TO BE DONE:
Reproduce every one of the following items verbatim, line by line, with no changes.

-- Begin --

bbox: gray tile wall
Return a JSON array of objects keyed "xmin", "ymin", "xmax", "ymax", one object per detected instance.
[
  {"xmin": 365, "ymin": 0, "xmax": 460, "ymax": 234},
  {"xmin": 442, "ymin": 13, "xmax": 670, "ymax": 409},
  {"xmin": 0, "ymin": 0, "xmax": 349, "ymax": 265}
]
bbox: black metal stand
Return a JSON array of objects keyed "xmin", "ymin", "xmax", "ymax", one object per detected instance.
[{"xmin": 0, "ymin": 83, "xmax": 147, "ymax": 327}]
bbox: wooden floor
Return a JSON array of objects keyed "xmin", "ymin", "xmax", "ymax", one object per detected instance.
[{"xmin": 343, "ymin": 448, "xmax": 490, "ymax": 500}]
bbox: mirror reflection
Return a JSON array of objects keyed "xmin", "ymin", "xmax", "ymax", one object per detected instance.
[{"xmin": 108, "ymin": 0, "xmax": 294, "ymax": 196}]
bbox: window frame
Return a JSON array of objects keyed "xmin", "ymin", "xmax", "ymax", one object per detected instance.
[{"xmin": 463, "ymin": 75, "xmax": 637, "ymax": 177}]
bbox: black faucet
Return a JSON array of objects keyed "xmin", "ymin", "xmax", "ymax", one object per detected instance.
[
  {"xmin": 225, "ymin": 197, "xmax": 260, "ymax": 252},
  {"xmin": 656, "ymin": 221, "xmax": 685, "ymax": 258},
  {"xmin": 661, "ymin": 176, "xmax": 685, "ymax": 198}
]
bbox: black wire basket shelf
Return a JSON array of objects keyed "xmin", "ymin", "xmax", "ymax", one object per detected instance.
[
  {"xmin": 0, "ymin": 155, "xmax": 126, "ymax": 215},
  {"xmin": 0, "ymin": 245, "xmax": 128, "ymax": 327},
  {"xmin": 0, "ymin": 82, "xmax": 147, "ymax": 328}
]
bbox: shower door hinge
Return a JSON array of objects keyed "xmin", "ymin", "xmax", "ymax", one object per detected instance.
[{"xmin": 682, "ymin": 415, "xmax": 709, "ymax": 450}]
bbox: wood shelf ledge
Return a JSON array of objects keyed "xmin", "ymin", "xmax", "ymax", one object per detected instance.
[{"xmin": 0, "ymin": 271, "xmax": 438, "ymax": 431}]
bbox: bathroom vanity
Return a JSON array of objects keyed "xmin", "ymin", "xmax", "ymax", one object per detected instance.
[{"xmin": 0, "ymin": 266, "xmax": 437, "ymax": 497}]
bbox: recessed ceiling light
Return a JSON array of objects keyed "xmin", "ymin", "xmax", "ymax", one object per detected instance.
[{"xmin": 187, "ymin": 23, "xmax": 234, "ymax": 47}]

-- End --

TASK RESULT:
bbox: gray tile wall
Return a JSON array of objects keyed "xmin", "ymin", "xmax", "ymax", one object per detected instance.
[
  {"xmin": 365, "ymin": 0, "xmax": 460, "ymax": 234},
  {"xmin": 442, "ymin": 13, "xmax": 670, "ymax": 409},
  {"xmin": 0, "ymin": 0, "xmax": 349, "ymax": 265}
]
bbox: black metal stand
Return a JSON array of objects keyed "xmin", "ymin", "xmax", "ymax", one object per detected instance.
[{"xmin": 0, "ymin": 83, "xmax": 147, "ymax": 327}]
bbox: wooden floor
Return a JSON array of objects keyed "xmin", "ymin", "xmax", "ymax", one object per detected instance.
[{"xmin": 343, "ymin": 448, "xmax": 490, "ymax": 500}]
bbox: mirror reflection
Return a JSON array of objects keyed "xmin", "ymin", "xmax", "ymax", one object per detected instance.
[{"xmin": 108, "ymin": 0, "xmax": 294, "ymax": 196}]
bbox: window frame
Return a JSON array of objects keyed "xmin", "ymin", "xmax", "ymax", one object per detected instance.
[{"xmin": 463, "ymin": 75, "xmax": 637, "ymax": 177}]
bbox: black faucet
Return a JSON array of objects keyed "xmin", "ymin", "xmax", "ymax", one object per detected instance.
[
  {"xmin": 225, "ymin": 197, "xmax": 260, "ymax": 252},
  {"xmin": 656, "ymin": 221, "xmax": 685, "ymax": 258},
  {"xmin": 661, "ymin": 176, "xmax": 685, "ymax": 198}
]
bbox: black wire basket shelf
Return a JSON array of objects keyed "xmin", "ymin", "xmax", "ymax", one object per detected instance.
[
  {"xmin": 0, "ymin": 155, "xmax": 126, "ymax": 215},
  {"xmin": 0, "ymin": 245, "xmax": 128, "ymax": 327},
  {"xmin": 0, "ymin": 82, "xmax": 147, "ymax": 328}
]
bbox: shower door hinge
Return a JSON array of objects keyed "xmin", "ymin", "xmax", "ymax", one object per detected instance.
[{"xmin": 682, "ymin": 415, "xmax": 709, "ymax": 450}]
bbox: wood shelf ledge
Return a JSON array of objects keyed "xmin", "ymin", "xmax", "ymax", one object per detected instance.
[{"xmin": 0, "ymin": 271, "xmax": 438, "ymax": 431}]
bbox: bathroom vanity
Return a JSON array of objects keyed "xmin", "ymin", "xmax", "ymax", one object per detected instance.
[{"xmin": 0, "ymin": 266, "xmax": 437, "ymax": 497}]
bbox: recessed ceiling light
Return a JSON array of objects keyed "xmin", "ymin", "xmax", "ymax", one object per detected instance.
[{"xmin": 187, "ymin": 23, "xmax": 234, "ymax": 47}]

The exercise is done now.